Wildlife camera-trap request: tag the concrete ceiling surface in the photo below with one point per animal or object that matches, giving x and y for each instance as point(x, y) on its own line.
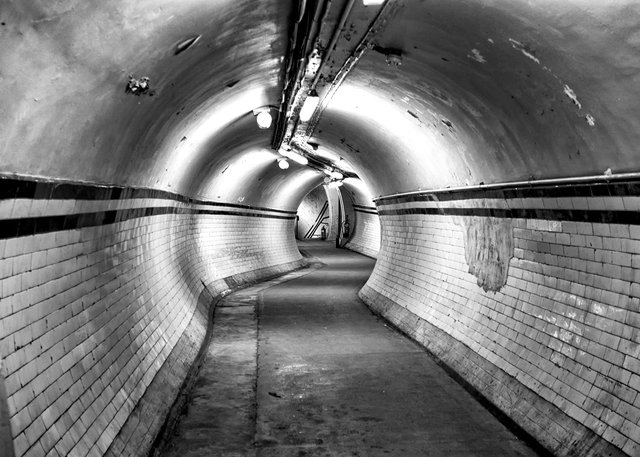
point(488, 91)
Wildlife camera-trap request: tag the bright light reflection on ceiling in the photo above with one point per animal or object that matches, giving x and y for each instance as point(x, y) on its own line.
point(401, 136)
point(212, 118)
point(231, 179)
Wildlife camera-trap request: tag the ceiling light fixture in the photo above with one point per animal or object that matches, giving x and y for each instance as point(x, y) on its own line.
point(263, 117)
point(298, 158)
point(310, 105)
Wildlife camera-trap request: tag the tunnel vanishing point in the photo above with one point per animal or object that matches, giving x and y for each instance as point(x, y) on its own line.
point(154, 154)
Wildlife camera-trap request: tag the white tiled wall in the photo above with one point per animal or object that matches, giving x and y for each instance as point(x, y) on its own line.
point(88, 316)
point(366, 234)
point(566, 324)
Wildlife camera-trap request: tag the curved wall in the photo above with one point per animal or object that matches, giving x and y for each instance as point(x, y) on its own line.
point(98, 286)
point(531, 295)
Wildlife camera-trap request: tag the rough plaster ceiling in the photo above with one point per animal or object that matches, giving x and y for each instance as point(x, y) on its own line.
point(488, 91)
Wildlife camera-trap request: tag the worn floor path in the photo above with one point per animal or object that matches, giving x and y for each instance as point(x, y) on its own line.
point(314, 373)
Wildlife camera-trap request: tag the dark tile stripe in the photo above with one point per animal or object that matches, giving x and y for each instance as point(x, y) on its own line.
point(13, 228)
point(606, 217)
point(11, 188)
point(600, 188)
point(362, 207)
point(358, 210)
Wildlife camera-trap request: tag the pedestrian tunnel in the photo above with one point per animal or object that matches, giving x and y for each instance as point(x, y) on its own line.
point(156, 155)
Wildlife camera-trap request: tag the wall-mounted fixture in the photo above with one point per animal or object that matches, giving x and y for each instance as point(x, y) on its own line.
point(394, 59)
point(137, 86)
point(310, 105)
point(263, 117)
point(298, 158)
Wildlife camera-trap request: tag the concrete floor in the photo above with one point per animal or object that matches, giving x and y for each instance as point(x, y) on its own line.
point(298, 366)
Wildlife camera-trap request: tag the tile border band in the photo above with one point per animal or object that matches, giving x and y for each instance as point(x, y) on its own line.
point(28, 226)
point(572, 215)
point(24, 188)
point(623, 185)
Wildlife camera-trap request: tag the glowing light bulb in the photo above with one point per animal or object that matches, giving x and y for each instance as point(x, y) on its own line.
point(298, 158)
point(309, 107)
point(264, 119)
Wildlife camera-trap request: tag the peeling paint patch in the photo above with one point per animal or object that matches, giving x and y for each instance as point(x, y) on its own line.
========
_Exercise description:_ Starting from the line that contains "Wildlife camera-trap request: tag the pedestrian", reproduce each line of the data exactly through the last one.

_Your solution:_
Wildlife camera-trap request: tag the pedestrian tunnel in the photo above with one point per animal or object that matches, giving x and y for each instance as point(x, y) on its own line.
point(156, 155)
Wildlife camera-trap request: tag the wall-mounted fixture in the photo above with one point per animal or object that matches, giving x and y for each instance as point(x, y) on its own line.
point(394, 59)
point(137, 86)
point(310, 105)
point(263, 117)
point(298, 158)
Wildlife camera-trap request: tag the concrete floor in the photo above with one point per animal or object that matches, giving x and y for each instance as point(x, y) on its own line.
point(298, 366)
Wildlife camera-trap request: tag the tile border band in the photo above with one point per animal or object that matches, giving x and y for each instance as point(x, y) on its own line.
point(28, 226)
point(572, 215)
point(24, 188)
point(623, 185)
Wildlife camera-trap request: tag the glowing light bulb in the photo above with one point per animal or object that matches, giving x and y for each instance as point(x, y) on its own line.
point(298, 158)
point(309, 107)
point(264, 119)
Wildlife camera-trap request: tag the peeling paint patch in the photo above with one point per animal or object that matches, giving x and y for each instance as point(x, y) on its own line.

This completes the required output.